Required task: Rescale the records from the line containing "Target: bare rocky ground" through the end of the records, both ends included. Write out all of those lines again, requests included, with every coordinate in the answers multiplied by 1.9 and rounded to a whole number, halves rounded up.

[begin Extracted entries]

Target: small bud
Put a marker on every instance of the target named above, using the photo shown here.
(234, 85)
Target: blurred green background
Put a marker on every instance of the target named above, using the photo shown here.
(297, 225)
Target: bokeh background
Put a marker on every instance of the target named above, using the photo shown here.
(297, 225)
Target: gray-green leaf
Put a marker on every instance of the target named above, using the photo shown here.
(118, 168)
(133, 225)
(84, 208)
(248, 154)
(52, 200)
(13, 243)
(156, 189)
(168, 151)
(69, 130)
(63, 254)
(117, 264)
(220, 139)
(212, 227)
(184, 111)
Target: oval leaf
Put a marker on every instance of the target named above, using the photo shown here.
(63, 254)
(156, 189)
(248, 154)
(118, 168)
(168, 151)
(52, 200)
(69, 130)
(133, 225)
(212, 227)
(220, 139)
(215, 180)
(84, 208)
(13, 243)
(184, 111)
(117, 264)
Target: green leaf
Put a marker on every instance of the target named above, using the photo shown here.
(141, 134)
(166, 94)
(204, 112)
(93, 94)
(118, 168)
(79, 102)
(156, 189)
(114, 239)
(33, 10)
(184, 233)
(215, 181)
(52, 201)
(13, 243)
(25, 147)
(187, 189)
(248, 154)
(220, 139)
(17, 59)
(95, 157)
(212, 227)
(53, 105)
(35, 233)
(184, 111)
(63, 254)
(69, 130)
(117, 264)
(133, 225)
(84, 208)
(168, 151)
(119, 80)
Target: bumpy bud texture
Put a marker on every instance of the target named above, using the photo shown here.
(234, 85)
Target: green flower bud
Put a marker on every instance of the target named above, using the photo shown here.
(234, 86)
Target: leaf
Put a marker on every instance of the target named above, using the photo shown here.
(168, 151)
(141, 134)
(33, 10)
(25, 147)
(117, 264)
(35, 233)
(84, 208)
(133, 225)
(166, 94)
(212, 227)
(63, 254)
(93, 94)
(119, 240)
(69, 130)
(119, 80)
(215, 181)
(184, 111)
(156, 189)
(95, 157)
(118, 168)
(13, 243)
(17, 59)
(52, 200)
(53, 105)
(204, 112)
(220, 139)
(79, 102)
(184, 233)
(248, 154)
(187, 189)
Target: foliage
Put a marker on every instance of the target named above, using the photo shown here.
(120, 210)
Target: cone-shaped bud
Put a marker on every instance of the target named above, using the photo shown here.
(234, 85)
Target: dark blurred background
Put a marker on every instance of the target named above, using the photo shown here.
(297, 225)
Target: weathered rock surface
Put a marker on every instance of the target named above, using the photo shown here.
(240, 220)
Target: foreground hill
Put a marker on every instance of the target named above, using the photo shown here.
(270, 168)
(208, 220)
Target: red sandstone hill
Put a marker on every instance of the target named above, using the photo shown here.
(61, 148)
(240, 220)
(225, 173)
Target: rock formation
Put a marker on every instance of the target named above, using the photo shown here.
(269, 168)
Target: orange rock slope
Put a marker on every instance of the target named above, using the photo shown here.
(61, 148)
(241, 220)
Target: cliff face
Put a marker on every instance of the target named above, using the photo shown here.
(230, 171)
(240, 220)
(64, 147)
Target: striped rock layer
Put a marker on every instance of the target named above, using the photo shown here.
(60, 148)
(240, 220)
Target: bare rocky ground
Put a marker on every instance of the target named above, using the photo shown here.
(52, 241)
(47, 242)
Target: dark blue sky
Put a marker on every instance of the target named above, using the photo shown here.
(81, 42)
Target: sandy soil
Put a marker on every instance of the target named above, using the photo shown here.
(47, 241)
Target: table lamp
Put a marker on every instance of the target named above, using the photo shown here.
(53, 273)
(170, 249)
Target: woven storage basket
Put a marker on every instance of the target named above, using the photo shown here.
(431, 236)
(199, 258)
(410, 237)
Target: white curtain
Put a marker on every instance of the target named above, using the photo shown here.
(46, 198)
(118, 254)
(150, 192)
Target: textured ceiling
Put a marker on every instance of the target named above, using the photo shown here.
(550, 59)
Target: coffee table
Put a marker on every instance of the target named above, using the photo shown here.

[end Extracted entries]

Task solution:
Target: bare rocky ground
Put a marker on every instance of the target named above, using the photo shown here.
(99, 458)
(89, 460)
Target: dark blue sky
Put a marker on every instance of the target named above, using the photo shown here.
(154, 80)
Target: sandy soil
Put a marker on every instance of the target named above, using the photo shown here.
(89, 458)
Target: table lamp
Put a marker on every instance of the target named above, using the photo shown here.
(101, 519)
(323, 473)
Target: woven storage basket
Put a marker on every instance of the target named above, using the photo shown here.
(819, 448)
(378, 490)
(779, 450)
Target: white curtain
Put a marker on every instance of the target named above, using the photo shown here.
(87, 376)
(224, 483)
(285, 365)
Target: textured ceiling
Put a marker on every instance of the target named above, using the photo shown here.
(1045, 112)
Target: coffee table
Put a marker on every instance of the target named above, using the photo shown here.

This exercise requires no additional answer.